THE PROBLEM:
Return every line of the records below that contains the word "grebe", copying each one unchanged.

===== DATA PROVIDED

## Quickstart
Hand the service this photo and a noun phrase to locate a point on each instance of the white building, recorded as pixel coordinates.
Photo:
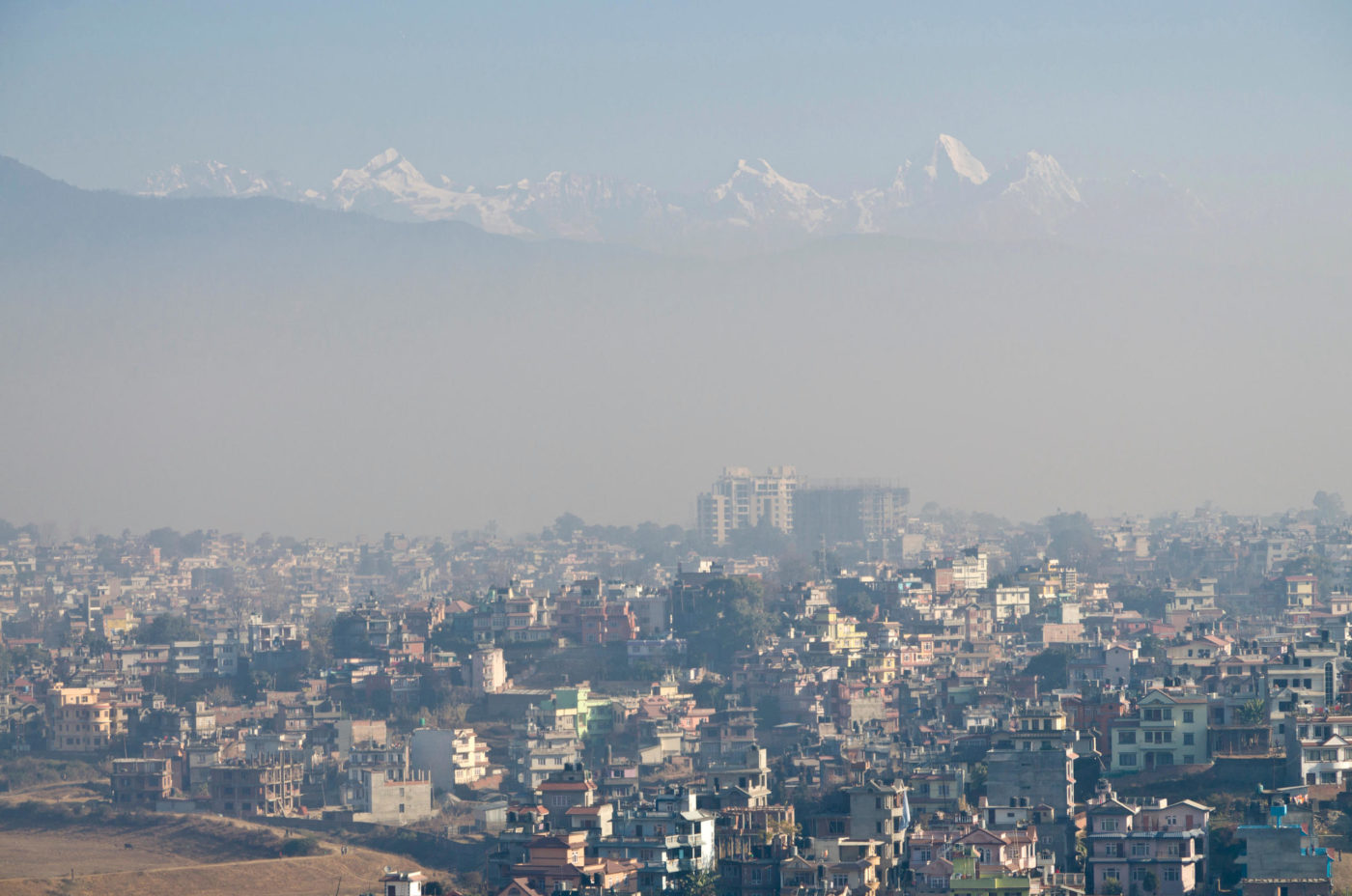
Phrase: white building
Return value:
(449, 756)
(743, 500)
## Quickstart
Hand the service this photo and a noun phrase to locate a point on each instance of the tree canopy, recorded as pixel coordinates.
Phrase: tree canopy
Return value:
(165, 629)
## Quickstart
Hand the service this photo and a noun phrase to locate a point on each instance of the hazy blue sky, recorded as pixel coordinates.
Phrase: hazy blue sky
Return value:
(1224, 95)
(219, 375)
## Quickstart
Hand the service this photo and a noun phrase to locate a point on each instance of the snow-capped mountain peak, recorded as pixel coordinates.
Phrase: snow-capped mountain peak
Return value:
(757, 193)
(212, 179)
(952, 196)
(952, 155)
(1044, 182)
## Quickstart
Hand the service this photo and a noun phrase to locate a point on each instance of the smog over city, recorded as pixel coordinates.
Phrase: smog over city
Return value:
(516, 449)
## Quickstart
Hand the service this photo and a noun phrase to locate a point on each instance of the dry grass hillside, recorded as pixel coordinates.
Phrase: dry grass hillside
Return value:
(46, 852)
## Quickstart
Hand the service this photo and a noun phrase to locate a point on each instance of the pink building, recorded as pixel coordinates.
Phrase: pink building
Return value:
(1135, 845)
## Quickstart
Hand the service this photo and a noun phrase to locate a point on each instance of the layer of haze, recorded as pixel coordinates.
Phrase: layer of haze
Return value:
(249, 367)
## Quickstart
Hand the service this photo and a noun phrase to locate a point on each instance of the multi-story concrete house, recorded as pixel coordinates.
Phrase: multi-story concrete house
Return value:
(141, 783)
(882, 812)
(243, 790)
(452, 757)
(1318, 749)
(668, 837)
(1283, 857)
(1033, 764)
(1155, 846)
(1167, 729)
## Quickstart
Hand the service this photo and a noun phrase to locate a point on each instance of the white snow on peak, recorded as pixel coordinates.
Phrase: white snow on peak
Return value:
(212, 179)
(1044, 182)
(757, 193)
(960, 159)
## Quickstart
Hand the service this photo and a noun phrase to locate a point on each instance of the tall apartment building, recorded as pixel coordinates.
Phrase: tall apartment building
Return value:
(849, 511)
(743, 500)
(882, 812)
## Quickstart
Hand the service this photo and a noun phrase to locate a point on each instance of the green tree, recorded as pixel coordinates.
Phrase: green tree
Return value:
(1072, 538)
(1052, 668)
(1253, 711)
(698, 884)
(165, 629)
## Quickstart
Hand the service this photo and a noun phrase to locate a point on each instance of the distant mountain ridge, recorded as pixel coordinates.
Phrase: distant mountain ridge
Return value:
(950, 195)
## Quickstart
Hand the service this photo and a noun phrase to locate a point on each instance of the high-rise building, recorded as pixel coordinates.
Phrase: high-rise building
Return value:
(744, 500)
(849, 511)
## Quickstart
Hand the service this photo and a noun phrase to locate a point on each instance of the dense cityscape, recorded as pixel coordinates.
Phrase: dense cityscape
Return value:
(818, 689)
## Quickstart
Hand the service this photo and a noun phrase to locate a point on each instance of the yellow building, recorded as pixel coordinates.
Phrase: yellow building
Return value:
(80, 720)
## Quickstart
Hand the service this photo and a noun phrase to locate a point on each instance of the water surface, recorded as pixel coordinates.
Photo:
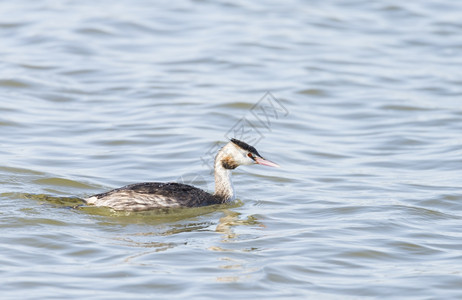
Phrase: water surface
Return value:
(363, 115)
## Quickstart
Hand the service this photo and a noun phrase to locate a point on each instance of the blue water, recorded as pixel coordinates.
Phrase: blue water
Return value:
(358, 102)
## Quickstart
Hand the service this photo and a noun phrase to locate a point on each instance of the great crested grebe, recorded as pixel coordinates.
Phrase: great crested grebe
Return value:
(152, 195)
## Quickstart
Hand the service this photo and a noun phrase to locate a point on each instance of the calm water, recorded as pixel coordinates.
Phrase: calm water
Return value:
(364, 115)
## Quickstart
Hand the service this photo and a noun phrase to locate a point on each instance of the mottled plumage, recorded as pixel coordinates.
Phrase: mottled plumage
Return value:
(152, 195)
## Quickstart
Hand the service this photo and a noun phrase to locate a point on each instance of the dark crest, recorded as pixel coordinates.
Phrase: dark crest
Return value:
(245, 146)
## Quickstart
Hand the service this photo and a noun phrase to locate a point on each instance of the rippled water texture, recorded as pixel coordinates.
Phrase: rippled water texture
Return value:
(364, 115)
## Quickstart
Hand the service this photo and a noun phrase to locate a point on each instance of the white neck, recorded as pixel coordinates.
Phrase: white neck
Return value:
(223, 185)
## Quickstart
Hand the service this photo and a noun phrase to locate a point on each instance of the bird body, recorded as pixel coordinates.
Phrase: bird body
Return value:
(152, 195)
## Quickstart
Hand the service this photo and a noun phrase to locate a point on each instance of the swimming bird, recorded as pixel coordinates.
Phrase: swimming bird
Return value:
(152, 195)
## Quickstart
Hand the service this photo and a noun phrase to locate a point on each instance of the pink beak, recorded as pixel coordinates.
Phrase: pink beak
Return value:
(264, 162)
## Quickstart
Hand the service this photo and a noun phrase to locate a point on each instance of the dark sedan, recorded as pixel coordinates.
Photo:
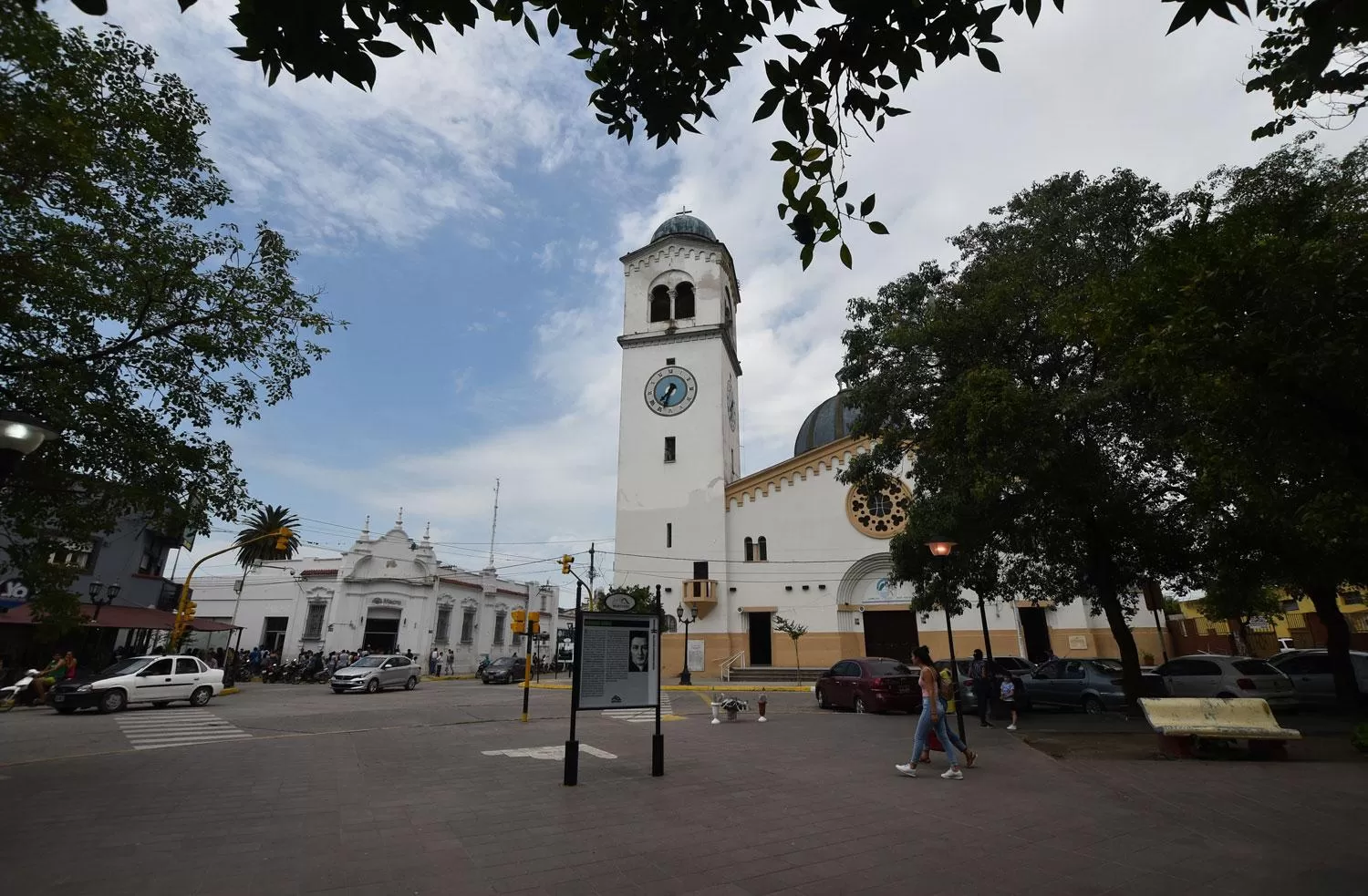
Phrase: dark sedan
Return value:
(503, 671)
(872, 685)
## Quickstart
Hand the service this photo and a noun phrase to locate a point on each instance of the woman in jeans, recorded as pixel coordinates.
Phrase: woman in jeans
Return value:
(932, 717)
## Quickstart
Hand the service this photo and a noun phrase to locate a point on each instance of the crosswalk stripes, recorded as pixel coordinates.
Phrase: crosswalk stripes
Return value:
(642, 716)
(152, 729)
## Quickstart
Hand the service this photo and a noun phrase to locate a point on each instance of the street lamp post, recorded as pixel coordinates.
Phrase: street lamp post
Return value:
(109, 595)
(686, 676)
(19, 437)
(941, 549)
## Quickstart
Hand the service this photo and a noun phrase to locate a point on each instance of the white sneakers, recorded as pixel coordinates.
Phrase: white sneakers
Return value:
(910, 770)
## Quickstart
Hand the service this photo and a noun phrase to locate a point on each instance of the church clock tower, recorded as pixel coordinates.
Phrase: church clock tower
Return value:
(679, 443)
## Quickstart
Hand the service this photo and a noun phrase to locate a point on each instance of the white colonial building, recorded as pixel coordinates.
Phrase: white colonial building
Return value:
(389, 594)
(787, 541)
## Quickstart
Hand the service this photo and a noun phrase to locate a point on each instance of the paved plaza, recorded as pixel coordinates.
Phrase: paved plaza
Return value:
(443, 791)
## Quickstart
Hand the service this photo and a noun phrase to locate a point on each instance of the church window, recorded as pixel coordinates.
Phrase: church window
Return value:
(659, 304)
(684, 300)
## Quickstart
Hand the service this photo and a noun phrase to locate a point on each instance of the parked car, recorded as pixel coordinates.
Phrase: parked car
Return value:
(869, 685)
(375, 674)
(1018, 668)
(1088, 683)
(156, 680)
(1311, 675)
(503, 671)
(1215, 675)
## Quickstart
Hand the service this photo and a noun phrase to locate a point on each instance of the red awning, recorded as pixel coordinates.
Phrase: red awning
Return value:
(118, 616)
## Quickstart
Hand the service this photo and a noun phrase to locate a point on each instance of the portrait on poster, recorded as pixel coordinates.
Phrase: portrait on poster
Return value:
(618, 661)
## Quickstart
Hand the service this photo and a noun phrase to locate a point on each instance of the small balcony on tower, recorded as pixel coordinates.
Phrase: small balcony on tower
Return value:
(702, 594)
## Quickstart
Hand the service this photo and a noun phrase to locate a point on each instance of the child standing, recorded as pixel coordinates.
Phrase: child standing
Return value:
(1007, 693)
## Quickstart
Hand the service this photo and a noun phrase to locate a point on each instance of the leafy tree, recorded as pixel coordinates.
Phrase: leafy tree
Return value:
(658, 62)
(264, 521)
(1015, 428)
(795, 631)
(1245, 325)
(125, 320)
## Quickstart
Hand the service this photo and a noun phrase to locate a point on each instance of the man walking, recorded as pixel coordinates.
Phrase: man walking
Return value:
(981, 674)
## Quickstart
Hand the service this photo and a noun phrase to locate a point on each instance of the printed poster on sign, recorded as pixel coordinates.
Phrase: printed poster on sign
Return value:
(620, 661)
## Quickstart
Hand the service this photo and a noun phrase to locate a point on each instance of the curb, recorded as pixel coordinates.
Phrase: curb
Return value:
(795, 688)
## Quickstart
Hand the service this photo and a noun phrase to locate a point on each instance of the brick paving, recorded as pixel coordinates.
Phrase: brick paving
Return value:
(804, 803)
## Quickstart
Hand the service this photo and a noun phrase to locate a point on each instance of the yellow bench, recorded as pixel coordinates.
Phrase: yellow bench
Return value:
(1179, 721)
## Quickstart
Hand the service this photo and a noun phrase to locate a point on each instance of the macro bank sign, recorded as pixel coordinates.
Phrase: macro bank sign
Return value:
(13, 592)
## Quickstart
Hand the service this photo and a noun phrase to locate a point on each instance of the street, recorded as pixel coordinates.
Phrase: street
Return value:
(284, 789)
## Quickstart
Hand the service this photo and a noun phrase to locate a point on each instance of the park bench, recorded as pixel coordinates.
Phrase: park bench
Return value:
(1182, 721)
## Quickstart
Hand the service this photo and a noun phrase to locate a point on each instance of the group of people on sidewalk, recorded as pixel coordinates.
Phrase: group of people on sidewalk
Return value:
(938, 690)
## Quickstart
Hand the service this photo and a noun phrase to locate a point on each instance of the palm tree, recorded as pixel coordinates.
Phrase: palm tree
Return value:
(264, 521)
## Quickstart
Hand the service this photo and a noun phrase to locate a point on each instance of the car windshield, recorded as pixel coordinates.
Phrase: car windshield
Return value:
(1255, 668)
(126, 668)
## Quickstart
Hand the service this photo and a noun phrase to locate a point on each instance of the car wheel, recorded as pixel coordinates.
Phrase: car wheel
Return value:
(112, 701)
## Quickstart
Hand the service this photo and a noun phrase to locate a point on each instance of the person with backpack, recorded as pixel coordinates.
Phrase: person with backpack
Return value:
(935, 694)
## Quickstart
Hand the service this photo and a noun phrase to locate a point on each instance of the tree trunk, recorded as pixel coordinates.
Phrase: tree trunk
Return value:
(1324, 598)
(1130, 675)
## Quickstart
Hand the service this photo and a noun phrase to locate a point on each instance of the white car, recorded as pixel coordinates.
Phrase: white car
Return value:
(156, 680)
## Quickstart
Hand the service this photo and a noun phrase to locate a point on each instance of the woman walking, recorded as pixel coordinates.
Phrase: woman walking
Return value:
(932, 718)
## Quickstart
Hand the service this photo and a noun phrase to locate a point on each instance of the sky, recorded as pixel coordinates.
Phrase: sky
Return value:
(468, 215)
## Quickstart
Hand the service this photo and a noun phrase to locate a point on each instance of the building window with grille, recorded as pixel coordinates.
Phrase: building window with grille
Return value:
(314, 622)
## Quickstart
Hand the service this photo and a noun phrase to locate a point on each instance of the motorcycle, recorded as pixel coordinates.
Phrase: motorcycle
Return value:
(21, 693)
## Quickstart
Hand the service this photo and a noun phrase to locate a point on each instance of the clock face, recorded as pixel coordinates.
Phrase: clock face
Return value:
(670, 390)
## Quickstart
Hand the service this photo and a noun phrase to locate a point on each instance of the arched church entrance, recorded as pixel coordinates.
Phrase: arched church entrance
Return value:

==========

FINAL RESULT:
Hand the service this photo and a noun phrase to locate a point on each instance of the great crested grebe, recorded as pixel coordinates.
Phrase: great crested grebe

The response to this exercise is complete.